| Given instruction |
Please turn the lines below into a numbered list, leaving out any blank lines.

| Records for the task |
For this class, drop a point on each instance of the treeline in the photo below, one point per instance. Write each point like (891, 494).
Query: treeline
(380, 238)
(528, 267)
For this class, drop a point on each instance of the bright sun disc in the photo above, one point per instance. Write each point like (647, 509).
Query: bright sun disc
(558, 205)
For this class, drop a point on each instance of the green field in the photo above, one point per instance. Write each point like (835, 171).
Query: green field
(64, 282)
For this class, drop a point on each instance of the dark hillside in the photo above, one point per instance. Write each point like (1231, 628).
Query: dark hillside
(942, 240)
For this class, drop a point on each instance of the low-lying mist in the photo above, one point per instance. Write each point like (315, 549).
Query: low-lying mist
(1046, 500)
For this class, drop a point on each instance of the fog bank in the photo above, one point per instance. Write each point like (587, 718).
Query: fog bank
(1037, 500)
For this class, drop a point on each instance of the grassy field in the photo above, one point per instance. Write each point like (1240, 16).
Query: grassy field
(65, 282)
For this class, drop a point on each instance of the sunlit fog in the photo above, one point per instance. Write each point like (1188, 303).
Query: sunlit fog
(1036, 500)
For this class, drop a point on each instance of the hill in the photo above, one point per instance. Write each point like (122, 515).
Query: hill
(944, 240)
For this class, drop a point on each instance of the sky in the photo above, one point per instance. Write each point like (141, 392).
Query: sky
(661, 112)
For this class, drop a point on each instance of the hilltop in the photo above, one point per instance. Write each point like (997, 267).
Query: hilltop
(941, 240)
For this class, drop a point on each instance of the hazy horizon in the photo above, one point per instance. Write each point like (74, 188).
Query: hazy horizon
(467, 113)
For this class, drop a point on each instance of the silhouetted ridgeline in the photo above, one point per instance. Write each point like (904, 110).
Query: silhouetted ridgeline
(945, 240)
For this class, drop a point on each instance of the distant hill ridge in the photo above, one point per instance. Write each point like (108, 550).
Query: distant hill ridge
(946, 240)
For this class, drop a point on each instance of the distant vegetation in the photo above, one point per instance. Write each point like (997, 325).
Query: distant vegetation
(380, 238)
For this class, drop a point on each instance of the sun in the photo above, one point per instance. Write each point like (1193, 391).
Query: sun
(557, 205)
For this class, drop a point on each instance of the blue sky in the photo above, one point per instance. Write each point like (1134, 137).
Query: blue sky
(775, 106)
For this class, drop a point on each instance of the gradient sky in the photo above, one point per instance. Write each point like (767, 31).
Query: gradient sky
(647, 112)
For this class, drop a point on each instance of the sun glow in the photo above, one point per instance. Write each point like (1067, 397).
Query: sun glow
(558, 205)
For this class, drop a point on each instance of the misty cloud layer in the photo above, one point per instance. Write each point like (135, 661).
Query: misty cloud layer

| Worked solution |
1. For this class, drop a point on each instance of the treeline in the photo below, one point per instance. Write each point like (891, 494).
2. Query: treeline
3. (380, 238)
4. (528, 267)
5. For this class, drop a point on each instance of the bright sun disc in the photo above, one point per instance. Write each point like (647, 509).
6. Query: bright sun disc
7. (558, 205)
8. For this class, drop a point on each instance of the green field in the photo above, one point per instance. Write each point like (835, 171).
9. Query: green field
10. (64, 282)
11. For this class, drop a point on each instance of the dark hillside in the photo above, one point per instance. Write each point like (1231, 628).
12. Query: dark hillside
13. (942, 240)
14. For this class, drop a point on each instance of the low-lying mist in the photo above, one point per instance. Write each point like (315, 549).
15. Query: low-lying mist
16. (1046, 500)
17. For this class, drop a point on each instance of the fog bank in the photo above, one point per instance. Write each point like (587, 718).
18. Query: fog bank
19. (1037, 500)
20. For this class, drop a point on each instance of the grassy field in the photo above, one point per instance. Write each point like (1240, 16).
21. Query: grassy field
22. (65, 282)
23. For this class, drop a point on each instance of the sunlit fog in the photo above, one point per instance. Write each point like (1188, 303).
24. Query: sunlit fog
25. (1036, 500)
26. For this class, drop a point on each instance of the hill in the photo above, one point per instance. Write each point like (122, 515).
27. Query: hill
28. (944, 240)
29. For this class, drop a point on each instance of the sky in the photo above, one point per instance. Write each point like (141, 392).
30. Query: sky
31. (661, 112)
32. For this class, drop a point on each instance of the hilltop in the photo above, one point per instance. Write each point like (997, 267).
33. Query: hilltop
34. (941, 240)
35. For this class, drop a point on each instance of the hazy horizon in the photo above, one point per instance. Write each point like (74, 188).
36. Query: hazy horizon
37. (467, 113)
38. For this class, drop a point on each instance of the silhouetted ridgeline in the photo above, one point per instance. Write each point like (904, 110).
39. Query: silhouetted ridgeline
40. (945, 240)
41. For this class, drop a point on each instance of the distant hill ridge in the photo above, one point per instance. Write each point like (108, 550).
42. Query: distant hill ridge
43. (946, 240)
44. For this class, drop a point on each instance of the distant vegetation in the photo above, one point per instance. Write each point like (997, 325).
45. Query: distant vegetation
46. (380, 238)
47. For this class, drop a point on each instance of the sun in the photo above, one point per instance. Write each point like (1193, 391).
48. Query: sun
49. (557, 205)
50. For this class, drop a point on each instance of the blue sky in the photo above, one point per instance. Write each point like (1134, 137).
51. Query: blue sky
52. (775, 106)
53. For this class, drop a point on each instance of the gradient sky in the photo above, one point per instance. Write each point like (767, 31).
54. Query: gradient sky
55. (647, 112)
56. For this class, drop a point on each instance of the sun glow in the photo above, one point per instance. Write each point like (1067, 397).
57. Query: sun glow
58. (558, 205)
59. For this class, drop a point on each instance of the misty cloud layer in the photo above, one point per instance. Write each point like (135, 661).
60. Query: misty cloud layer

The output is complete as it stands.